*** Opening Data for review ***
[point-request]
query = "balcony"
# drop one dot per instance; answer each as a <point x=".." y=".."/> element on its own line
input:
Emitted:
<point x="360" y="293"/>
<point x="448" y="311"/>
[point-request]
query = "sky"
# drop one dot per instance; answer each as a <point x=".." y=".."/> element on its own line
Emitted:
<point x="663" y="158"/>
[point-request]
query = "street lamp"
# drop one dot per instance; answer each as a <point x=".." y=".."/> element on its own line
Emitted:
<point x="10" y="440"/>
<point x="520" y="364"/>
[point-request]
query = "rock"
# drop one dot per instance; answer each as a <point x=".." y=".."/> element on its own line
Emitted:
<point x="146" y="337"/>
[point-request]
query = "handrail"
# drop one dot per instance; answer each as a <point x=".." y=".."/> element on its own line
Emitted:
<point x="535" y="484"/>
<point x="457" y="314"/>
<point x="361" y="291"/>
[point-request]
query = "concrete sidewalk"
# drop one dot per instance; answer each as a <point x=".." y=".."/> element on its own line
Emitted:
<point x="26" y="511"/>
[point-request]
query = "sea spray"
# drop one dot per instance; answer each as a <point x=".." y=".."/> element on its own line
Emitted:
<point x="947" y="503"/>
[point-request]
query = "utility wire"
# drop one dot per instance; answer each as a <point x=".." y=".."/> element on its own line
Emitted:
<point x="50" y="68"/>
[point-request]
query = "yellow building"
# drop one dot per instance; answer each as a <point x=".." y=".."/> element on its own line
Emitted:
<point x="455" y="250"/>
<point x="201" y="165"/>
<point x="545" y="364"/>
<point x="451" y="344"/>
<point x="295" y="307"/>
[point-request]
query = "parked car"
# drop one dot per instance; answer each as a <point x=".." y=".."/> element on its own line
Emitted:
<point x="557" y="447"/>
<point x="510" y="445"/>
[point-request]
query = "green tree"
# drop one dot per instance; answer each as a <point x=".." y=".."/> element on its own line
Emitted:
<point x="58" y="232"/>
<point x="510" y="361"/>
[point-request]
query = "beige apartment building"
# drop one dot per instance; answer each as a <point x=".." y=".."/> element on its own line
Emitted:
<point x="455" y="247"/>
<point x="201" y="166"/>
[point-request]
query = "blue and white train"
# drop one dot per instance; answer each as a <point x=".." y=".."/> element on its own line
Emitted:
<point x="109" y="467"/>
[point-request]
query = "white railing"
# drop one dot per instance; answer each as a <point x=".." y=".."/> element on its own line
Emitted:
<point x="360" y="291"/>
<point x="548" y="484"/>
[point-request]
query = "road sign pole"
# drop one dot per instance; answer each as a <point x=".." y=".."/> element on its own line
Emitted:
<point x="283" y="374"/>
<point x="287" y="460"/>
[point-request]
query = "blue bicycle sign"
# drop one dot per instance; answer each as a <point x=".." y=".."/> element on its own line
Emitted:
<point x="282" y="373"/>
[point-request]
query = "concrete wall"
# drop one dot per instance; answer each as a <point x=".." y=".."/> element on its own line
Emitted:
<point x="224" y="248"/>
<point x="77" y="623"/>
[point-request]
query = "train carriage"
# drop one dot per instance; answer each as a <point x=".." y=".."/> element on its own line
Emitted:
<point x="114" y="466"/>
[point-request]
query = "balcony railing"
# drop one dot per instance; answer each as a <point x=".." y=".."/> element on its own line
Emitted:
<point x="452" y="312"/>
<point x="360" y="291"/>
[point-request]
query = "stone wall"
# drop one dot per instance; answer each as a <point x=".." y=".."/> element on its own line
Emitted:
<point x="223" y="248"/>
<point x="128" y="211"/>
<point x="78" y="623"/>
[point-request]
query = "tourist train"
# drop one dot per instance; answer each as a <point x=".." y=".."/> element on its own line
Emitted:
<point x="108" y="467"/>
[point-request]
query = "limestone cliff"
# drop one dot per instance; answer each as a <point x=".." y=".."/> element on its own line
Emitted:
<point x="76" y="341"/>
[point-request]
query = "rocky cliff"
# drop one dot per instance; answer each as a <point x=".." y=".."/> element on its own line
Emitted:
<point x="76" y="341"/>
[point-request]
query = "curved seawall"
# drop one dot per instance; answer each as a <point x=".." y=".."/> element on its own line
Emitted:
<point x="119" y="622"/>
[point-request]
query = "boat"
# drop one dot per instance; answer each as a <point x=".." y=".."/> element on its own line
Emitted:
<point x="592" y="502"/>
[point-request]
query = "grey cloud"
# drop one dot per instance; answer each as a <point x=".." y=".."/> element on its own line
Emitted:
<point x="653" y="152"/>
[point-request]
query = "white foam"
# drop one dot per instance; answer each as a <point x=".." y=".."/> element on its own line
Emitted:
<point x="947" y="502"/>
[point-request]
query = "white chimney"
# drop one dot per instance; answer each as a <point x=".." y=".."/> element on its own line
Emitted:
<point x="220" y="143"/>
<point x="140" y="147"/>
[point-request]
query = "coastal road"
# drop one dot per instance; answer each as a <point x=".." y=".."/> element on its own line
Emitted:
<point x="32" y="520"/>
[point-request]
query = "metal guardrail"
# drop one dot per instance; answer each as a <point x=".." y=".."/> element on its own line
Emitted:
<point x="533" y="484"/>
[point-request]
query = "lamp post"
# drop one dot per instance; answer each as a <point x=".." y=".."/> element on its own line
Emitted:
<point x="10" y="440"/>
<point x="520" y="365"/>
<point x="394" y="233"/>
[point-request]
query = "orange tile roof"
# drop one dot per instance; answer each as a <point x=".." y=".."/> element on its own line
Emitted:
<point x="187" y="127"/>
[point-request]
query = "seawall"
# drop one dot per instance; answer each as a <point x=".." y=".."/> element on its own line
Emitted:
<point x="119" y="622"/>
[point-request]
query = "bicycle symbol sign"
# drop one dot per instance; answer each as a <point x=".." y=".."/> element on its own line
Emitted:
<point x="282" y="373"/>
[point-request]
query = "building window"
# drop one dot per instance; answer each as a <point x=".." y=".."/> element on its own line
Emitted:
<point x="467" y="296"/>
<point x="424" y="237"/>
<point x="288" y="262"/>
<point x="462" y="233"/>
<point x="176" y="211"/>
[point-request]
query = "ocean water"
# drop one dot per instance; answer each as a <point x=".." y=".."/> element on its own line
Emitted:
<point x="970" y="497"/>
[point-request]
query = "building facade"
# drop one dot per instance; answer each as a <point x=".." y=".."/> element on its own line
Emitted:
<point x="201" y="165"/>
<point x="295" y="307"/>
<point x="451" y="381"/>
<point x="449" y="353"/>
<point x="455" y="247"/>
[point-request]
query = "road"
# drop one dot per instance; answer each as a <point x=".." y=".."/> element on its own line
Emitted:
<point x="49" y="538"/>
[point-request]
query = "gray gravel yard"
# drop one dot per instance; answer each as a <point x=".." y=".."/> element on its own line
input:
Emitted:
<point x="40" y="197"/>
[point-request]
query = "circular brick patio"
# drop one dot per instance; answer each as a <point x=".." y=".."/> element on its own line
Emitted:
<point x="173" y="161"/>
*** Closing Data for review ***
Problem to work on: In the entries above, which lines hold the string "sign"? Report all of them.

Answer:
query = "road sign pole"
query = "blue bicycle sign"
query = "bicycle symbol sign"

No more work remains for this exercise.